> **Records for the task**:
· · · · ·
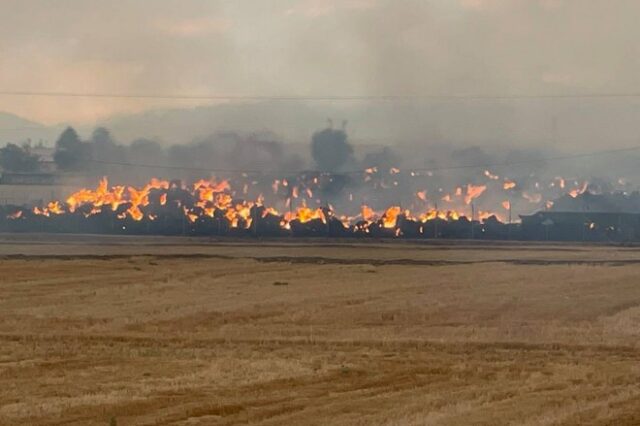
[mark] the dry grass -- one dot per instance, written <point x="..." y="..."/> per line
<point x="300" y="334"/>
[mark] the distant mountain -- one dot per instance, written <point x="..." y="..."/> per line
<point x="567" y="124"/>
<point x="15" y="129"/>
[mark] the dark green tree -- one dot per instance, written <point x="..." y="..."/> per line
<point x="330" y="149"/>
<point x="14" y="158"/>
<point x="71" y="153"/>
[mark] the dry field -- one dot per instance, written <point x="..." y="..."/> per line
<point x="158" y="331"/>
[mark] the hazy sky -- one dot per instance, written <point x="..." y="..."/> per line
<point x="308" y="47"/>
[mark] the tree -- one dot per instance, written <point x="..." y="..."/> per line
<point x="330" y="149"/>
<point x="71" y="153"/>
<point x="14" y="158"/>
<point x="102" y="137"/>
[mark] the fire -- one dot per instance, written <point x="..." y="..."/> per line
<point x="390" y="217"/>
<point x="532" y="198"/>
<point x="490" y="175"/>
<point x="473" y="192"/>
<point x="213" y="201"/>
<point x="508" y="185"/>
<point x="575" y="192"/>
<point x="367" y="213"/>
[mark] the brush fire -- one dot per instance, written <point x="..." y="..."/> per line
<point x="304" y="206"/>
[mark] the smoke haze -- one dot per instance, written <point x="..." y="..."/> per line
<point x="331" y="47"/>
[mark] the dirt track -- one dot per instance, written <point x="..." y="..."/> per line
<point x="157" y="331"/>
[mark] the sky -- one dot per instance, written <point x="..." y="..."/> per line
<point x="307" y="48"/>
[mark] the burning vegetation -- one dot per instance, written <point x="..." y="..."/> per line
<point x="374" y="197"/>
<point x="289" y="206"/>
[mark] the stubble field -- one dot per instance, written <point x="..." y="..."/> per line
<point x="169" y="331"/>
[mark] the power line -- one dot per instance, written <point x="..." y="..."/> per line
<point x="351" y="172"/>
<point x="381" y="98"/>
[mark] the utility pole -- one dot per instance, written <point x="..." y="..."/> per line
<point x="473" y="214"/>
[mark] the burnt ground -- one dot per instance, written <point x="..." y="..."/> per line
<point x="156" y="331"/>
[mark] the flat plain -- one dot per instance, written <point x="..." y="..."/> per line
<point x="184" y="331"/>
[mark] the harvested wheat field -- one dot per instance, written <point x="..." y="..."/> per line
<point x="159" y="331"/>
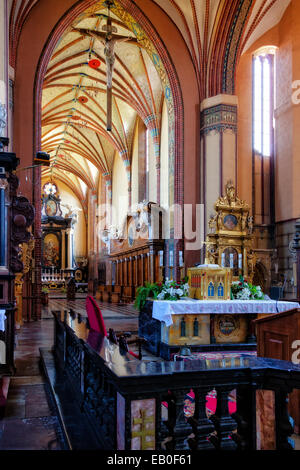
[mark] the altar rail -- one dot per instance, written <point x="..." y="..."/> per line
<point x="133" y="404"/>
<point x="56" y="276"/>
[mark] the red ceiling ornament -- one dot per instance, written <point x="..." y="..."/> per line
<point x="94" y="63"/>
<point x="83" y="99"/>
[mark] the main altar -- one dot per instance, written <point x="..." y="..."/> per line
<point x="210" y="319"/>
<point x="219" y="325"/>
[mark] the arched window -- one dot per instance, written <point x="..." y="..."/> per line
<point x="264" y="99"/>
<point x="263" y="134"/>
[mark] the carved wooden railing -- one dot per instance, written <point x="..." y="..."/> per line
<point x="135" y="404"/>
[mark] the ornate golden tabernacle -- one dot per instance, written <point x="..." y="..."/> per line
<point x="210" y="282"/>
<point x="230" y="241"/>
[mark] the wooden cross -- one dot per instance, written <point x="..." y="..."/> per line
<point x="108" y="39"/>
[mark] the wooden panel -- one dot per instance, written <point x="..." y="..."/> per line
<point x="276" y="345"/>
<point x="275" y="336"/>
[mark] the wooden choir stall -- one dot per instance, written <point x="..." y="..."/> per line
<point x="136" y="256"/>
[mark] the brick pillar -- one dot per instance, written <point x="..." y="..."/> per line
<point x="37" y="233"/>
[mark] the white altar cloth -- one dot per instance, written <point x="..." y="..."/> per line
<point x="2" y="320"/>
<point x="164" y="309"/>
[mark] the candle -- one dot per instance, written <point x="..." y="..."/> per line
<point x="240" y="261"/>
<point x="223" y="260"/>
<point x="161" y="258"/>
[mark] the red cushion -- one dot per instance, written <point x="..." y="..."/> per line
<point x="95" y="316"/>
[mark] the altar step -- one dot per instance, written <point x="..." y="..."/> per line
<point x="167" y="351"/>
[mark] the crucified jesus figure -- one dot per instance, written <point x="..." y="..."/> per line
<point x="109" y="41"/>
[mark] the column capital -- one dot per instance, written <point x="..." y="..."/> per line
<point x="219" y="113"/>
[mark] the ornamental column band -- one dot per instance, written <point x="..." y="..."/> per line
<point x="218" y="148"/>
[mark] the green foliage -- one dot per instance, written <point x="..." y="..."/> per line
<point x="243" y="290"/>
<point x="143" y="292"/>
<point x="169" y="290"/>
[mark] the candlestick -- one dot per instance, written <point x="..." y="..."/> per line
<point x="171" y="259"/>
<point x="223" y="260"/>
<point x="180" y="259"/>
<point x="240" y="261"/>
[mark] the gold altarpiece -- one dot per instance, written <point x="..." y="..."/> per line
<point x="230" y="241"/>
<point x="26" y="255"/>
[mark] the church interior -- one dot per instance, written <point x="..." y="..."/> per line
<point x="150" y="225"/>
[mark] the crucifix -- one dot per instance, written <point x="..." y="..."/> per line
<point x="109" y="40"/>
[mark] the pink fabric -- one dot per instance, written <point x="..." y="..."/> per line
<point x="95" y="316"/>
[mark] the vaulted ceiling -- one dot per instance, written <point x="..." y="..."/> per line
<point x="74" y="131"/>
<point x="74" y="104"/>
· · · · ·
Give again only the lines of the material above that run from the one with "[mark] the candle -- one" through the end, both included, exactly as they appear.

> **Solution for this exercise**:
[mark] the candle -- one dot per instance, written <point x="..." y="..."/> per line
<point x="240" y="261"/>
<point x="223" y="260"/>
<point x="161" y="258"/>
[mark] the red cushion -- one dot per instance, written <point x="..." y="..."/> per line
<point x="95" y="316"/>
[mark] the altar step -- one dot per instance, written <point x="..." y="..."/> per line
<point x="167" y="351"/>
[mark] the crucified jesus figure -- one dot per instance, written <point x="..." y="..."/> per line
<point x="109" y="41"/>
[mark] the column capital -- one dot per instance, written <point x="..." y="..."/> per line
<point x="219" y="113"/>
[mark] the ornamental column band -- one dot per instance, written <point x="..." y="..."/> per line
<point x="218" y="148"/>
[mark] the green foliage -- one dot per instance, written <point x="..." y="..."/> per line
<point x="243" y="290"/>
<point x="143" y="292"/>
<point x="169" y="290"/>
[mark] the candlestick -- one dot per instance, written <point x="..." y="..."/> per line
<point x="171" y="259"/>
<point x="223" y="260"/>
<point x="180" y="259"/>
<point x="240" y="261"/>
[mark] the gold altarpiece -- one dot per instance, written <point x="..." y="..."/> per line
<point x="230" y="241"/>
<point x="26" y="255"/>
[mark] the church interior -- one dot per instance, written <point x="..." y="..."/> per line
<point x="150" y="225"/>
[mark] the crucifix -- one dot per instance, written <point x="..." y="..."/> per line
<point x="109" y="40"/>
[mark] the pink fabric -- one dot per instance, written <point x="..." y="..."/> per line
<point x="95" y="316"/>
[mark] the vaulted ceiling -- one dot per instance, written <point x="..." y="..."/> per line
<point x="74" y="131"/>
<point x="74" y="104"/>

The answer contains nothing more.